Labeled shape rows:
####

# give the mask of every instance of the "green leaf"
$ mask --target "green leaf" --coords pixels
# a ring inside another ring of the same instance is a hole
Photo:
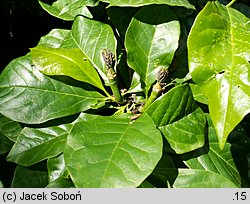
[[[13,142],[0,132],[0,155],[8,152],[12,145]]]
[[[41,37],[38,45],[59,48],[64,40],[69,35],[70,30],[66,29],[53,29],[47,35]]]
[[[174,123],[197,109],[188,84],[172,88],[146,110],[157,127]]]
[[[74,188],[75,185],[70,179],[58,178],[49,183],[46,188]]]
[[[206,119],[189,85],[179,85],[156,99],[146,110],[177,154],[204,145]]]
[[[66,169],[66,164],[64,161],[63,154],[55,157],[49,158],[47,161],[49,183],[56,181],[60,178],[68,178],[69,173]]]
[[[171,157],[164,154],[147,180],[157,188],[168,188],[169,184],[174,183],[177,175],[178,169]]]
[[[202,147],[205,143],[206,118],[200,108],[182,119],[159,127],[177,154]]]
[[[233,8],[208,2],[188,38],[193,81],[209,100],[222,149],[228,134],[250,112],[250,21]]]
[[[22,131],[19,123],[10,120],[0,114],[0,133],[13,142],[16,142],[17,136]]]
[[[206,154],[185,161],[189,169],[179,169],[175,187],[208,187],[237,188],[241,178],[231,155],[231,145],[225,144],[221,150],[218,145],[215,129],[208,117],[209,148]],[[205,147],[207,148],[207,147]]]
[[[44,188],[48,184],[46,171],[35,171],[17,166],[11,188]]]
[[[168,4],[170,6],[184,6],[188,9],[195,9],[195,7],[188,2],[188,0],[103,0],[109,2],[109,6],[144,6],[149,4]]]
[[[53,80],[32,66],[29,56],[13,60],[0,75],[0,113],[36,124],[88,110],[105,98]]]
[[[200,103],[204,103],[204,104],[208,104],[208,99],[207,97],[203,94],[202,92],[202,88],[196,84],[189,84],[192,93],[193,93],[193,97],[194,100],[200,102]]]
[[[85,2],[86,0],[57,0],[50,6],[39,1],[42,8],[49,14],[66,21],[73,21],[79,14],[92,18],[88,8],[84,6]]]
[[[11,149],[21,130],[19,123],[0,114],[0,154],[4,154]]]
[[[63,151],[72,125],[48,128],[24,128],[7,160],[22,166],[31,166]]]
[[[102,51],[108,48],[116,55],[116,39],[112,28],[107,24],[78,16],[73,23],[71,32],[76,44],[107,83],[106,65],[102,58]]]
[[[70,76],[105,91],[96,69],[79,48],[38,46],[31,49],[31,57],[34,65],[46,75]]]
[[[238,188],[230,180],[214,172],[199,169],[179,169],[175,188]]]
[[[179,36],[180,24],[168,6],[143,7],[132,19],[125,36],[127,61],[141,77],[146,95],[157,72],[171,64]]]
[[[76,187],[137,187],[160,160],[161,134],[146,113],[134,122],[129,117],[81,118],[64,150]]]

####

Rewrite all the rows above, replacing "green leaf" with "yellow leaf" and keeping everything else the same. Leave the pictures out of your answer.

RESULT
# give the mask of every instance of the "yellow leaf"
$ mask --target "yellow leaf" --coords pixels
# a ring inside another ring of the same instance is a hole
Photo:
[[[13,142],[0,132],[0,155],[8,152],[12,145]]]
[[[41,37],[38,45],[59,48],[64,40],[69,35],[70,30],[66,29],[53,29],[47,35]]]
[[[174,123],[197,109],[188,84],[172,88],[146,110],[157,127]]]
[[[74,188],[75,185],[70,179],[58,178],[49,183],[46,188]]]
[[[206,119],[189,85],[179,85],[156,99],[146,110],[177,154],[204,145]]]
[[[66,169],[66,164],[64,161],[63,154],[55,157],[49,158],[47,161],[49,183],[56,181],[60,178],[68,178],[69,173]]]
[[[171,157],[164,154],[147,180],[157,188],[168,188],[169,184],[174,183],[177,175],[178,169]]]
[[[202,147],[205,143],[206,118],[200,108],[182,119],[159,127],[177,154]]]
[[[233,8],[208,2],[188,38],[193,81],[209,100],[222,149],[228,134],[250,112],[250,21]]]
[[[22,131],[19,123],[10,120],[0,114],[0,133],[13,142],[16,142],[17,136]]]
[[[206,154],[185,161],[189,169],[179,169],[175,187],[208,187],[237,188],[241,178],[231,155],[231,145],[225,144],[221,150],[218,145],[215,129],[208,117],[209,148]],[[205,147],[207,148],[207,147]]]
[[[44,188],[48,184],[46,171],[35,171],[17,166],[11,188]]]
[[[168,4],[170,6],[184,6],[188,9],[195,9],[195,7],[188,2],[188,0],[103,0],[109,2],[109,6],[144,6],[149,4]]]
[[[53,80],[32,66],[29,56],[13,60],[0,75],[0,113],[36,124],[88,110],[105,98]]]
[[[200,103],[204,103],[204,104],[208,104],[208,99],[207,97],[203,94],[202,92],[202,88],[196,84],[189,84],[192,93],[193,93],[193,97],[194,100],[200,102]]]
[[[85,2],[86,0],[57,0],[50,6],[39,1],[42,8],[49,14],[66,21],[73,21],[79,14],[92,18],[88,8],[84,6]]]
[[[11,149],[21,130],[19,123],[0,114],[0,154],[4,154]]]
[[[63,151],[72,125],[48,128],[24,128],[7,160],[22,166],[31,166]]]
[[[102,51],[108,48],[116,55],[116,39],[112,28],[107,24],[78,16],[73,23],[71,32],[76,44],[107,83],[106,65],[102,58]]]
[[[70,76],[105,91],[96,69],[79,48],[38,46],[31,49],[31,57],[34,65],[46,75]]]
[[[238,188],[230,180],[214,172],[199,169],[179,169],[175,188]]]
[[[179,36],[180,24],[168,6],[143,7],[132,19],[125,36],[127,61],[141,77],[146,95],[157,72],[171,64]]]
[[[76,187],[137,187],[160,160],[161,134],[146,113],[134,122],[129,117],[81,118],[64,150]]]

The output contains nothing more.